*** Excerpted text Section Begins ***
This has been my first year as a college student. Dad, before I left, you warned me about the hardships I’ll have to learn to face. Now that I’m 18, you feel I’m finally old enough to learn the cold truths of this world. You told me to beware working with blacks, who are lazy and don’t ever do their share of the work. Beware living with Filipinos, who are dirty and like to make a mess of their living spaces. Beware the Mexicans who pay nothing to go to college and live off welfare. When you were in college, you said, you were discriminated against by the Jews. You said they rule elite society and discriminate against us Asians. Dad, you quoted Nixon’s claim that the Jews ran the IRS at the time, the greedy pigs. But you’re not racist, you claim—you’re just stating the truth.

College is a breath of fresh air. I’m learning so much more now than I could have ever learned in our isolated Republican hometown. How could you two have taught me that America saved South Vietnam from the communists? How could you have hidden Vietnam’s history of French colonialism from me? After 18 years of ignorance, when I finally learned about the Agent Orange that America corrupted us with, a chemical that never fully left and still perverses infants to develop birth defects… how could you brush that off when I asked about it, and claim that the Agent Orange “specimens” were faked by the communists? America’s war crimes, the napalm, the Mỹ Lai massacre… and you raised me to believe that America was our savior who rescued us.

Mom, Dad, you lived through a war in a third-world country. You’ve faced poverty and starvation and death. You’re the lost souls, the valued immigrants that this country needs to respect.

But despite everything you’ve faced, your lives don’t excuse your shitty bigotry.
*** Excerpted text Section Ends ***
**What is needed:** Type out the part of the letter starting at "College is a" and ending at "who rescued us.", keeping every word and punctuation mark unchanged.
*** Dataset records Section Begins ***
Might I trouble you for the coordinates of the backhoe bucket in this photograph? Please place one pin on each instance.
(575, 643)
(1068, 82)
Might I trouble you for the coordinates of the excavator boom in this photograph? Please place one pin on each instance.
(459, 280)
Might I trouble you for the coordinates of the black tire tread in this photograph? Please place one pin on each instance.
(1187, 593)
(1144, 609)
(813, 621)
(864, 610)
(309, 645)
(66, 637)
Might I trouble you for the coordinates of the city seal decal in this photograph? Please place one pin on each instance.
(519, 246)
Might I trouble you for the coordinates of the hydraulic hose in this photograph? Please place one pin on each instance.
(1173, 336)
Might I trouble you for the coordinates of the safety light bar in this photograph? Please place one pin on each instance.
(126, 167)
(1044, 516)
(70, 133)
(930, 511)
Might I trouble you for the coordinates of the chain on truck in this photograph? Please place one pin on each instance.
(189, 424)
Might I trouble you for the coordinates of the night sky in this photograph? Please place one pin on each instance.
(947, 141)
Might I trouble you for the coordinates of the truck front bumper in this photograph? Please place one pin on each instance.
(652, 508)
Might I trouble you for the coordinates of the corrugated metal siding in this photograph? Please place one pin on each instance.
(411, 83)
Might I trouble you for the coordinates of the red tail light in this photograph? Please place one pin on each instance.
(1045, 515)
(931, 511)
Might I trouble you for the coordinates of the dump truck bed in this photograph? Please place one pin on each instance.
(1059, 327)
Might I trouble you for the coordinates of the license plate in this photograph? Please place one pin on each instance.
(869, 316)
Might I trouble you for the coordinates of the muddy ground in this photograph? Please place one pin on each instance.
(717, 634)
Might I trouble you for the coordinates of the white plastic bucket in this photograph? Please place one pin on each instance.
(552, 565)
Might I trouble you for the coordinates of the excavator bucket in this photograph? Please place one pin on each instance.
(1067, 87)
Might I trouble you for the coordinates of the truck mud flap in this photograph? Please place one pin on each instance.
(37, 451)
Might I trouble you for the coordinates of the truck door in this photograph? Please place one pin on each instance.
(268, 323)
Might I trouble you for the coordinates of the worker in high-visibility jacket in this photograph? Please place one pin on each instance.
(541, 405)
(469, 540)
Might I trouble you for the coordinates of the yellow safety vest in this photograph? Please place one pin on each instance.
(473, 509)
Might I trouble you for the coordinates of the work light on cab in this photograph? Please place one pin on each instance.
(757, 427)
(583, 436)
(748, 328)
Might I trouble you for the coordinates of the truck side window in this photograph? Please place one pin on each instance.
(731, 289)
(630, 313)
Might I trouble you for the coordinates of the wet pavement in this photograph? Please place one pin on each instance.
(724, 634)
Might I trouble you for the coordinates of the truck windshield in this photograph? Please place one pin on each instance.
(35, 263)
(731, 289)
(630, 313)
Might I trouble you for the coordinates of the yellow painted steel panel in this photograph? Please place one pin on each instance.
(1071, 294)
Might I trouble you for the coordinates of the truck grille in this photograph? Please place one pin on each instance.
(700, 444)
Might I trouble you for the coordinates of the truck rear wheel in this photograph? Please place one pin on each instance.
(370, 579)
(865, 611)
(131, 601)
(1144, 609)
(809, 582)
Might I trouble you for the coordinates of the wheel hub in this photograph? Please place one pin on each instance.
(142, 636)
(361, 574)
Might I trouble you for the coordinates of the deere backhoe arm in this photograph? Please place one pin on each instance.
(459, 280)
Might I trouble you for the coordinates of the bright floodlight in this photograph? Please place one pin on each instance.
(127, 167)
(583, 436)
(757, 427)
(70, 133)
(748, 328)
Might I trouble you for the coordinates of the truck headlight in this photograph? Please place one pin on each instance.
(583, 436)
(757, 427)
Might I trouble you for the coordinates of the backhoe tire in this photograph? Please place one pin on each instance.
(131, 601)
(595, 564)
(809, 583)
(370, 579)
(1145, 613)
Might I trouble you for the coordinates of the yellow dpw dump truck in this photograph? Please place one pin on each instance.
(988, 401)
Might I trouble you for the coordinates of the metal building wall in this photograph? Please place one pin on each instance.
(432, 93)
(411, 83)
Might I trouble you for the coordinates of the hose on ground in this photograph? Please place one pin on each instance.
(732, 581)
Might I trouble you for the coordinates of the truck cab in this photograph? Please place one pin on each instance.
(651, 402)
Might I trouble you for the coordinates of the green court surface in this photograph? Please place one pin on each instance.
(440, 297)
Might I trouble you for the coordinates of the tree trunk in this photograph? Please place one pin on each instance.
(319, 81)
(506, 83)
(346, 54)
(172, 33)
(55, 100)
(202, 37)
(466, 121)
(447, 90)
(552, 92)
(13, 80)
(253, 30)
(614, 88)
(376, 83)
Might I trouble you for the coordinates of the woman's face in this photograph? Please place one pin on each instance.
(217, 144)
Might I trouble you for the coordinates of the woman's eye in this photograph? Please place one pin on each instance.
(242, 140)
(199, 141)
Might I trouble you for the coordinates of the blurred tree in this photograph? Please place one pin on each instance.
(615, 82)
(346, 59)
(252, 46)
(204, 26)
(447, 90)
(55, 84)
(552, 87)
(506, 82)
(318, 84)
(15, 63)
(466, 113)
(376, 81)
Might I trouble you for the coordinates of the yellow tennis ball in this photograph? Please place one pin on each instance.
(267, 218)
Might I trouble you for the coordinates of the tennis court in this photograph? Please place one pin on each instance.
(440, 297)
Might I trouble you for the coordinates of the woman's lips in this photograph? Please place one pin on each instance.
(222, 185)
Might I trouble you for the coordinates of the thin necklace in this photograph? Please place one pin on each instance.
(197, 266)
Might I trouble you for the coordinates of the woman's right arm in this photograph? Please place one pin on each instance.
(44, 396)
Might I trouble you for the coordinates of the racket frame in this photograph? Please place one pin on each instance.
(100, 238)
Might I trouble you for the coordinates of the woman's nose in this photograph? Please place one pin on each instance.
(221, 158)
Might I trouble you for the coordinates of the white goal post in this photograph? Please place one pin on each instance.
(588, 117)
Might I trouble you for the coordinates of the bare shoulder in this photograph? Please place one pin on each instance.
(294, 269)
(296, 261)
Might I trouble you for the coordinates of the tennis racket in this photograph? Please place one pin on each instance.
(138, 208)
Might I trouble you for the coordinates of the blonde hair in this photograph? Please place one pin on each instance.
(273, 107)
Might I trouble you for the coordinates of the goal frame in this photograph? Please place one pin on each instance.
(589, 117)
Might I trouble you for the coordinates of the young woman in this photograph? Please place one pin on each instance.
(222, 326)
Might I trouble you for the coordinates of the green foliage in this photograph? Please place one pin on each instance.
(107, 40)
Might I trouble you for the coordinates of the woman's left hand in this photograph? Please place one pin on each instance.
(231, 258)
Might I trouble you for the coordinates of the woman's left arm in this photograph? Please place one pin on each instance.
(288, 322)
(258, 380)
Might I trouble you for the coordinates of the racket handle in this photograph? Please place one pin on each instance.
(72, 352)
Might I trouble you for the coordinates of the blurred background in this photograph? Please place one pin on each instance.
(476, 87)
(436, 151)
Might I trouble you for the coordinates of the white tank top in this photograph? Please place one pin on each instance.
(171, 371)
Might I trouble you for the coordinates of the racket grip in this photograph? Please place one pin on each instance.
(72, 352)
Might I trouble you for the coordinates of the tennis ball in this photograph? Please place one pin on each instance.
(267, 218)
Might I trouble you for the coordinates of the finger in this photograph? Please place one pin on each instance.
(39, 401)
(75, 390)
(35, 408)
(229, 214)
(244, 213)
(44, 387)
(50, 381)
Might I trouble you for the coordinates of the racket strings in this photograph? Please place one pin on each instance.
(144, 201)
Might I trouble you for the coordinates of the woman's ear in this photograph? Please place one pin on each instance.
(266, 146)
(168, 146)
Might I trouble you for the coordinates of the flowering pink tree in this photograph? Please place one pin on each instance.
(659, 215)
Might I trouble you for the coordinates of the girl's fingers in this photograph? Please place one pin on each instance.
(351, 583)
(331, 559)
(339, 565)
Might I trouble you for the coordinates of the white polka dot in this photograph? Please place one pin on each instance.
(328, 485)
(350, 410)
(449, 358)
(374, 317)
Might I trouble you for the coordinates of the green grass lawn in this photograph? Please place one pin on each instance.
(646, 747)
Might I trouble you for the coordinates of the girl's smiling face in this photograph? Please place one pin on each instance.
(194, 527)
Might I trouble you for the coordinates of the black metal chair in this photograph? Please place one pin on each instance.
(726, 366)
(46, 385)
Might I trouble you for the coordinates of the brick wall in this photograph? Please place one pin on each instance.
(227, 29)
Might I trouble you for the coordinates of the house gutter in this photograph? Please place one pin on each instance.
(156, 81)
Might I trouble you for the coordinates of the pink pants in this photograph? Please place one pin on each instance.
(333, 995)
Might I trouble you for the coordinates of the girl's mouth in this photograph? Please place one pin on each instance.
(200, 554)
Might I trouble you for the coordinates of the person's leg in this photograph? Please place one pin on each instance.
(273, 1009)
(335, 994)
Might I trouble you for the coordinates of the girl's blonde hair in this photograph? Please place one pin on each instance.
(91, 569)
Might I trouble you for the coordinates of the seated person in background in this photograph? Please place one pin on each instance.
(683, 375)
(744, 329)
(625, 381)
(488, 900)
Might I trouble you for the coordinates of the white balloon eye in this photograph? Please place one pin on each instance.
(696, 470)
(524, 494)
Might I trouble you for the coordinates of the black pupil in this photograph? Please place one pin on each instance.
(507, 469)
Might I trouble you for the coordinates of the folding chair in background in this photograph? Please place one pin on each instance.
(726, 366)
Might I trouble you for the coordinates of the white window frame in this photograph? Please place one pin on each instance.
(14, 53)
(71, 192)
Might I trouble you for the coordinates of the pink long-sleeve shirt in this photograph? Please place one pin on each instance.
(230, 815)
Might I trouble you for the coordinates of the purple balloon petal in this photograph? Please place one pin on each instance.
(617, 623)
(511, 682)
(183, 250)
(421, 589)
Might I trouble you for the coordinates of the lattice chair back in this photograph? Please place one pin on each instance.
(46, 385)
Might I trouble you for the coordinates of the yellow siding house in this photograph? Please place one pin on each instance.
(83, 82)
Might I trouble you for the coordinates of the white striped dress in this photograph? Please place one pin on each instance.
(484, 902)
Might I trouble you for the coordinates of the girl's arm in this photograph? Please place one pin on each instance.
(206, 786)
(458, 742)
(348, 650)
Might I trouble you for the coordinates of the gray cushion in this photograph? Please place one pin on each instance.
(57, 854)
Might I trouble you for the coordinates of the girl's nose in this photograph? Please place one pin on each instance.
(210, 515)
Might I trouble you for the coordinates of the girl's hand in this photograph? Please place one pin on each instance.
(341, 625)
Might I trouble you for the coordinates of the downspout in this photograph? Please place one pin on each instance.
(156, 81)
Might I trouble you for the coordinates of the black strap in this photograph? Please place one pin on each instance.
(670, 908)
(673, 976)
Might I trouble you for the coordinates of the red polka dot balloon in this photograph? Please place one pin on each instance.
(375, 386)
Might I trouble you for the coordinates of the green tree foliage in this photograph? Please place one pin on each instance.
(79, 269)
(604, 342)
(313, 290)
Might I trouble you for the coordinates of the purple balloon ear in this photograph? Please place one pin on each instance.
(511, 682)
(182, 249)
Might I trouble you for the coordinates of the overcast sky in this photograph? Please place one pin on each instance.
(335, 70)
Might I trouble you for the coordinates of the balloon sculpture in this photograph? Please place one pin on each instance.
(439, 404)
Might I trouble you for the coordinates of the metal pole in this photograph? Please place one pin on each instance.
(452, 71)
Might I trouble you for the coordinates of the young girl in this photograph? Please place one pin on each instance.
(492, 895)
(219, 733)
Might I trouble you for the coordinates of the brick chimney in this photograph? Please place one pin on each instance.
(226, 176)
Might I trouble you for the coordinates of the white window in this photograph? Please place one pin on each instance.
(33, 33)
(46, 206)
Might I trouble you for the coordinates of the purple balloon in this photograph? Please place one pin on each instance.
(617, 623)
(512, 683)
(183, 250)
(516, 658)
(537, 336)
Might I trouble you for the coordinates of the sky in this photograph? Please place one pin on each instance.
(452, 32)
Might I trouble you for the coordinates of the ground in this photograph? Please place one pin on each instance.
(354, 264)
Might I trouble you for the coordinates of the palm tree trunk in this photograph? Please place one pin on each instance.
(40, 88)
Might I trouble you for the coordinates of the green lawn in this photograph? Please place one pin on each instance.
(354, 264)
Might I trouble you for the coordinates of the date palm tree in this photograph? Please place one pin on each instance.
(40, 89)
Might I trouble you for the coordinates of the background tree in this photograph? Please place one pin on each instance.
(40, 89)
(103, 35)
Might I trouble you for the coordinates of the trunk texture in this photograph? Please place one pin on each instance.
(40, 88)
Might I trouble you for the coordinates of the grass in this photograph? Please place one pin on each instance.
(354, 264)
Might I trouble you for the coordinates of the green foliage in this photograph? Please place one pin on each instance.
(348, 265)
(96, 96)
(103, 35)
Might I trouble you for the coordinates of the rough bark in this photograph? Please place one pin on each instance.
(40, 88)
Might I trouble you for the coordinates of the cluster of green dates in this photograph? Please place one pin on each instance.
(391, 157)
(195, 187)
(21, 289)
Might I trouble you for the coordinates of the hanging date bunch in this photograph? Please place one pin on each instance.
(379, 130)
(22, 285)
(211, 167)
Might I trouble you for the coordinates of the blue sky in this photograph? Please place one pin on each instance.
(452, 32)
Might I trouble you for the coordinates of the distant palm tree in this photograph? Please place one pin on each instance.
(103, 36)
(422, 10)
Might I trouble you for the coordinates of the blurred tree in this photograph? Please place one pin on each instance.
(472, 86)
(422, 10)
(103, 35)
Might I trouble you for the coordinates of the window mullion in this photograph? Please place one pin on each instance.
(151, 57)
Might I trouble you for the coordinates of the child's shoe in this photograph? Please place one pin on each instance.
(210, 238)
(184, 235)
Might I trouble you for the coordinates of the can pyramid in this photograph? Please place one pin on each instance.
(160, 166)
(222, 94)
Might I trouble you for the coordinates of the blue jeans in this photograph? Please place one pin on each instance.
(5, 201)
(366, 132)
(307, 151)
*** Dataset records Section Ends ***
**Reply:**
College is a breath of fresh air. I’m learning so much more now than I could have ever learned in our isolated Republican hometown. How could you two have taught me that America saved South Vietnam from the communists? How could you have hidden Vietnam’s history of French colonialism from me? After 18 years of ignorance, when I finally learned about the Agent Orange that America corrupted us with, a chemical that never fully left and still perverses infants to develop birth defects… how could you brush that off when I asked about it, and claim that the Agent Orange “specimens” were faked by the communists? America’s war crimes, the napalm, the Mỹ Lai massacre… and you raised me to believe that America was our savior who rescued us.